The exercise ▸ Rewrite the rows starting at the line that contains "Provide the outline of every instance of the sepia" and ending at the last row, with "Logged" changed to "Recorded" and nothing else altered. Return only those rows.

Raw records ▸
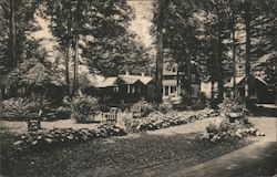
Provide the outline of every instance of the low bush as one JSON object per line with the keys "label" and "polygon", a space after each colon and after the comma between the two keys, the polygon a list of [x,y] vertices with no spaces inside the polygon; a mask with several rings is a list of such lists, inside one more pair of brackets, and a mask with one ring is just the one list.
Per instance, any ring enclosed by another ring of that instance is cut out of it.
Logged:
{"label": "low bush", "polygon": [[1,118],[24,121],[29,113],[38,113],[50,102],[43,97],[12,97],[0,104]]}
{"label": "low bush", "polygon": [[173,111],[173,105],[171,103],[162,103],[157,106],[157,110],[164,114]]}
{"label": "low bush", "polygon": [[141,117],[147,116],[151,112],[153,112],[154,105],[146,101],[138,101],[137,103],[133,104],[131,107],[131,112],[136,113],[140,112]]}
{"label": "low bush", "polygon": [[94,116],[100,111],[99,100],[82,93],[73,97],[71,106],[76,123],[86,123],[89,116]]}
{"label": "low bush", "polygon": [[242,139],[245,136],[265,136],[264,133],[258,132],[258,128],[254,127],[253,124],[243,121],[229,123],[229,121],[223,119],[219,124],[209,124],[206,127],[206,132],[201,136],[202,139],[208,142],[220,142],[220,140],[236,140]]}
{"label": "low bush", "polygon": [[44,108],[42,111],[43,121],[58,121],[70,118],[72,110],[70,107],[60,106],[58,108]]}
{"label": "low bush", "polygon": [[[199,114],[201,115],[201,114]],[[183,125],[197,119],[202,119],[205,116],[199,116],[194,113],[184,114],[184,112],[171,111],[166,114],[162,112],[153,112],[146,118],[141,119],[136,126],[138,131],[154,131],[166,128],[170,126]]]}
{"label": "low bush", "polygon": [[21,135],[13,143],[16,152],[49,150],[76,143],[84,143],[100,137],[124,136],[126,132],[115,125],[103,124],[95,129],[54,128],[48,132],[30,132]]}

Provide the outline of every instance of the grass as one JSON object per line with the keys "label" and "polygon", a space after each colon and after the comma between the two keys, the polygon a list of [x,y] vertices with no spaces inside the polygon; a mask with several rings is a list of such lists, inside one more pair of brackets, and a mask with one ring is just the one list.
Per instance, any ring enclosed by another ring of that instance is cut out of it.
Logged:
{"label": "grass", "polygon": [[179,167],[203,163],[250,143],[203,144],[196,135],[129,135],[24,156],[4,154],[1,171],[6,176],[45,177],[166,176]]}

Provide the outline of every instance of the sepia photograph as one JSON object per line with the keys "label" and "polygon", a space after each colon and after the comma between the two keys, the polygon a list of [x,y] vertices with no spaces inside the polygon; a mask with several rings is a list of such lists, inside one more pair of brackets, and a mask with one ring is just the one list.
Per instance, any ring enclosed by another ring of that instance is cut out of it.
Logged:
{"label": "sepia photograph", "polygon": [[0,177],[277,177],[277,0],[0,0]]}

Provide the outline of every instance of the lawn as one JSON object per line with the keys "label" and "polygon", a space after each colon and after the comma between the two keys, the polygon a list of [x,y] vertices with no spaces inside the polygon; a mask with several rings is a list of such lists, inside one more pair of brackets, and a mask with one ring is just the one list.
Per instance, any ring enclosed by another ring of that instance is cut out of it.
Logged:
{"label": "lawn", "polygon": [[1,171],[6,176],[166,176],[252,143],[203,144],[196,136],[133,134],[21,157],[4,155]]}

Response to the task ▸
Provide the outline of every instance of the sepia photograph as one JSON object per line with the keys "label" and "polygon", a space after each colon and after the comma between the two keys, the polygon a list of [x,y] vertices with no spaces inside the polygon; a mask with several rings is a list of such lists, inside one more pair of brackets, and a mask with one ring is just the one list.
Per instance, any ring enclosed by another ring of that instance is cut out of it.
Recorded:
{"label": "sepia photograph", "polygon": [[0,177],[277,177],[277,0],[0,0]]}

Provide the outline of every instance of the lawn as one JSON object per line with the keys "label" and "polygon", a space after each colon and after the comma between the two keys, the polygon a list of [x,y] vertices with no spaces inside the polygon; a mask with several rings is a list of such lists, inside one more pair of brackets, and a mask with one ring is just the one list.
Per instance, any ring enclosed by another ring of that instance is cut out of it.
Recorded:
{"label": "lawn", "polygon": [[1,171],[6,176],[166,176],[252,143],[203,144],[196,136],[133,134],[21,157],[4,155]]}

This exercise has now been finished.